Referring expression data
=== Section Start ===

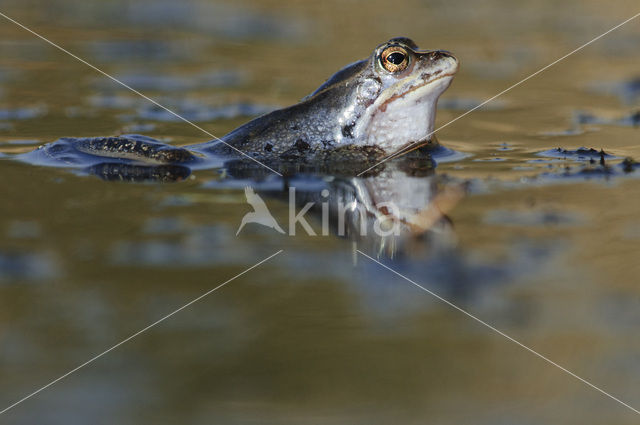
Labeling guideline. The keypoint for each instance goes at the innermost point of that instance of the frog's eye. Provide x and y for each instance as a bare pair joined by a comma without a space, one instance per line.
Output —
394,59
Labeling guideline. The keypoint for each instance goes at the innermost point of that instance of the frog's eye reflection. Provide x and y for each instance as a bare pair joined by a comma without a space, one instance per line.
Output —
394,59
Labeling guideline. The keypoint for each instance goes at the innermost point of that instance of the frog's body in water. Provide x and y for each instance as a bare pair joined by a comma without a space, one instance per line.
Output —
370,109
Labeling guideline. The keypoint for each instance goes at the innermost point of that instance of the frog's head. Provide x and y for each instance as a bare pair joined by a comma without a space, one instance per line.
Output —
389,100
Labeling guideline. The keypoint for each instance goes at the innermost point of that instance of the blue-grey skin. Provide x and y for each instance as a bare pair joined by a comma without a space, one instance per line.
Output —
337,117
368,110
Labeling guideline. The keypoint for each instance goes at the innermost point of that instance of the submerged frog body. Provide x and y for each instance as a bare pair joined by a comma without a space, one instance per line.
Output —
370,109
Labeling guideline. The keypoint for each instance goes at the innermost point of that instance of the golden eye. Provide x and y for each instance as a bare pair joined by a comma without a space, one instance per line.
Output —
394,59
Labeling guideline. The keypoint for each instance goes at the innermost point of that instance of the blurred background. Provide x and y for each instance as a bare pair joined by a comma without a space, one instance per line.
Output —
544,248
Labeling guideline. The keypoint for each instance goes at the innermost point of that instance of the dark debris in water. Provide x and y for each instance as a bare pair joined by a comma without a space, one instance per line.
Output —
165,82
198,113
628,91
25,113
580,154
630,120
20,266
134,173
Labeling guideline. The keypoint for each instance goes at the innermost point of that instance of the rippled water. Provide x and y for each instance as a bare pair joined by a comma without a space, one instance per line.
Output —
543,244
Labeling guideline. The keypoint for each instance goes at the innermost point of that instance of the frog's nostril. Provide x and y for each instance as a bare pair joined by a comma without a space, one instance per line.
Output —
438,54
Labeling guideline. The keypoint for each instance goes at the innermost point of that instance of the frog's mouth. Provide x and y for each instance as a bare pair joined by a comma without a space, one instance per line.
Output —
409,116
430,141
385,104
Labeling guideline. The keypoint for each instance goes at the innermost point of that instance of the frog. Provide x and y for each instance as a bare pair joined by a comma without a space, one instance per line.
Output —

=== Section End ===

### What is required
Copy out all the data exactly; skip the pictures.

### Solved problem
Labeling guideline. The keypoint for each instance goes at the innermost point of that instance of the frog's eye. Provide x and y for each instance as a bare pair joined by a comma without a space, one instance per line.
Output —
394,59
Labeling guideline. The keypoint for each instance goes at the innermost point of that instance of the frog's eye reflection. Provide x and y for each instance as a bare pair joined by a comma without a space, one instance per line.
Output —
394,59
Labeling guideline. The keypoint for each instance goes at the innermost point of that instance of the frog's body in water. Provide x and y for each instance as a bare pair joined by a comma without a space, one instance per line.
Output —
370,109
Labeling guideline. The keypoint for each instance goes at the innermost point of that instance of the frog's head. Provide x and y for each instance as a bare pair joined by a comma without a space, one instance per line.
Output —
389,100
Labeling guideline. The keypoint for each instance goes at the innermost point of that instance of the blue-grey skin. Provide x and y for each instance as a bare pair joined by a comma without a space, one instance per line.
Output —
337,117
368,110
Labeling guideline. The keypoint for each instance goes at the innermost point of that instance of the submerged frog body. Provide x and y for each instance as a bare pair joined by a comma without a space, one instance per line.
Output —
370,109
Labeling guideline. The keypoint for each instance goes at the innermost point of that instance of the golden eye. Provide x and y for each instance as a bare pair joined by a comma without a space, one instance per line.
Output —
394,59
Labeling guideline. The keypoint for each instance goes at the innermost point of that instance of the blurred background. Provide x and y for each instance as a bare pair joined by a comma without a space, one instance per line.
Output —
544,248
Labeling guideline. The keypoint for each instance goes at the innermost point of that instance of the dark debris in water. Provide x and y for each instance as a bare pair joined by a comma without a space, one instance per line.
Output —
165,82
198,113
628,91
25,113
580,154
630,120
20,266
134,173
Labeling guideline. The keypoint for each instance goes at the innermost point of that instance of the rippled water. Provide x and y for each instance as a bare pair joined by a comma without a space, one instance per line.
Output —
543,244
Labeling guideline. The keypoint for each instance goes at the innermost point of that instance of the frog's nostril. Provide x and y for each instance as a bare pair joined by a comma without a space, one instance per line.
Output —
438,54
Labeling guideline. The keypoint for each instance goes at the innermost point of that instance of the frog's mouth. Provide x and y for each instance as a bare pair joined by a comma without a space, one instance per line.
Output —
409,116
430,141
385,104
Labeling guideline. The keypoint for each instance goes at the innermost point of that instance of the frog. Provide x and y for each instance as a bare pair joined by a comma without a space, one instance per line.
Output —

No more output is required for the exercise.